Identify every line in the data below that contains the word "pavement", and copy each of those lines.

== Stored rows

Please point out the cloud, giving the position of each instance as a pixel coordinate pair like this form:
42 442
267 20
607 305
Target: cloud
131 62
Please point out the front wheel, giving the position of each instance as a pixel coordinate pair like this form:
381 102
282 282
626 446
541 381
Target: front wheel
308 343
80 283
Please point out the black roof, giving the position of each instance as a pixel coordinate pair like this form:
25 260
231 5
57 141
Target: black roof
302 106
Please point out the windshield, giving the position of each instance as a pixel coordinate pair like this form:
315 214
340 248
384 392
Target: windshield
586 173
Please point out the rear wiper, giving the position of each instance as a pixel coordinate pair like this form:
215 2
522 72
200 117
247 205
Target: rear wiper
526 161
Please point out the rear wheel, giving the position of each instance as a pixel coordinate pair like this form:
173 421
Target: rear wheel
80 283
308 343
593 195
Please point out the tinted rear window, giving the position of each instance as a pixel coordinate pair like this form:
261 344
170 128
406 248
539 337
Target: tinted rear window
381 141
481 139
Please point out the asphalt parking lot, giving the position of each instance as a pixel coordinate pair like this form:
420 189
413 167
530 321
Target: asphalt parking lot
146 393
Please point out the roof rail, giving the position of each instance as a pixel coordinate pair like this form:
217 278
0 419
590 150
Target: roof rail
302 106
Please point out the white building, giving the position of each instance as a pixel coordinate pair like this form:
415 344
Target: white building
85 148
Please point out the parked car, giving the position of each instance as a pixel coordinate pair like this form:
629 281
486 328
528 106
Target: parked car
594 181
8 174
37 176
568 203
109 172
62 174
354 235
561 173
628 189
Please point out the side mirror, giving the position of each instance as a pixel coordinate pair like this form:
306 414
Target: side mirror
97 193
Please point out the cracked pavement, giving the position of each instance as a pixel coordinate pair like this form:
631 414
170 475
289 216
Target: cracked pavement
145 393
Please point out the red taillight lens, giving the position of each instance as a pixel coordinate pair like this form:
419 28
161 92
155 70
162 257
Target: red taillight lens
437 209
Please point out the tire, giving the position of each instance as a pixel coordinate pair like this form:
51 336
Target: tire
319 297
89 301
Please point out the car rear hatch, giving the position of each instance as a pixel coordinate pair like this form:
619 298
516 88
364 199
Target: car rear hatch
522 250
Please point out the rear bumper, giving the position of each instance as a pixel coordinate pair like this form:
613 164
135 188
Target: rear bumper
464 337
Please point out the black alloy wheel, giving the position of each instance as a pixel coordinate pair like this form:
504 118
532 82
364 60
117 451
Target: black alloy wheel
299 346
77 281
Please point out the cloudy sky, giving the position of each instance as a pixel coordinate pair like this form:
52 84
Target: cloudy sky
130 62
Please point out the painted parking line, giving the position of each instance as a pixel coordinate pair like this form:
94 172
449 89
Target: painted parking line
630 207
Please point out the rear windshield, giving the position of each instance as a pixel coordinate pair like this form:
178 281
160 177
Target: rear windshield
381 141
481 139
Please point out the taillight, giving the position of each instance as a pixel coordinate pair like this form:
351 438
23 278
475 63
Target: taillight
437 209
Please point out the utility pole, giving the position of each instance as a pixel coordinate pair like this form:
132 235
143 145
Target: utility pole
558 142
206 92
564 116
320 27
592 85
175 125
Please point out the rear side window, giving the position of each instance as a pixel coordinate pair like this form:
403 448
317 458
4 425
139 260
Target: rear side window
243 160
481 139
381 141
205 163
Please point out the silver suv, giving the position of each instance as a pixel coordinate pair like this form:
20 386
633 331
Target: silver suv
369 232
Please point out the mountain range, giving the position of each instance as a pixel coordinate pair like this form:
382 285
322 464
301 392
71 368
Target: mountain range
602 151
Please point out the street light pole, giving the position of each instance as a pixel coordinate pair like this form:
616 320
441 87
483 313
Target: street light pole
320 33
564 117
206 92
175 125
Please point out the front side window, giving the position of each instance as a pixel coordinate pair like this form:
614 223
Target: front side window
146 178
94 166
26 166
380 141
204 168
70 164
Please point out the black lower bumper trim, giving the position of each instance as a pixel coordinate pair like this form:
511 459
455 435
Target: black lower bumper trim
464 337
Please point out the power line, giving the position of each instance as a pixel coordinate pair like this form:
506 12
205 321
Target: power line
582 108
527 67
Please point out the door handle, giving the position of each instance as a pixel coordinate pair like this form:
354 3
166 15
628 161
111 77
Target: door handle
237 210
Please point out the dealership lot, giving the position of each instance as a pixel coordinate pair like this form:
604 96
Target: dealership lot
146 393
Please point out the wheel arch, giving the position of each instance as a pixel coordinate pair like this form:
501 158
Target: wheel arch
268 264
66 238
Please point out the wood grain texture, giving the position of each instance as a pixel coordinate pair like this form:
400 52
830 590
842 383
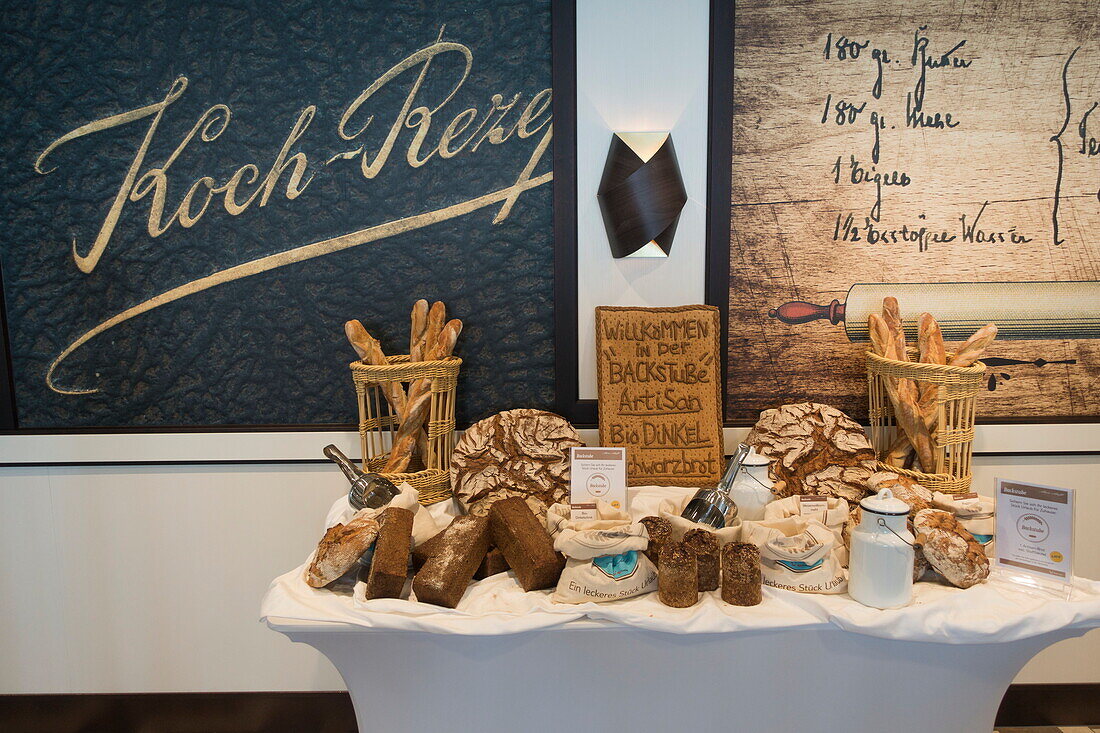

====

◆ **Solution**
Please point out the cracked pavement, giving the position of each instance as a pixel coordinate pair like this form:
Target: cracked pavement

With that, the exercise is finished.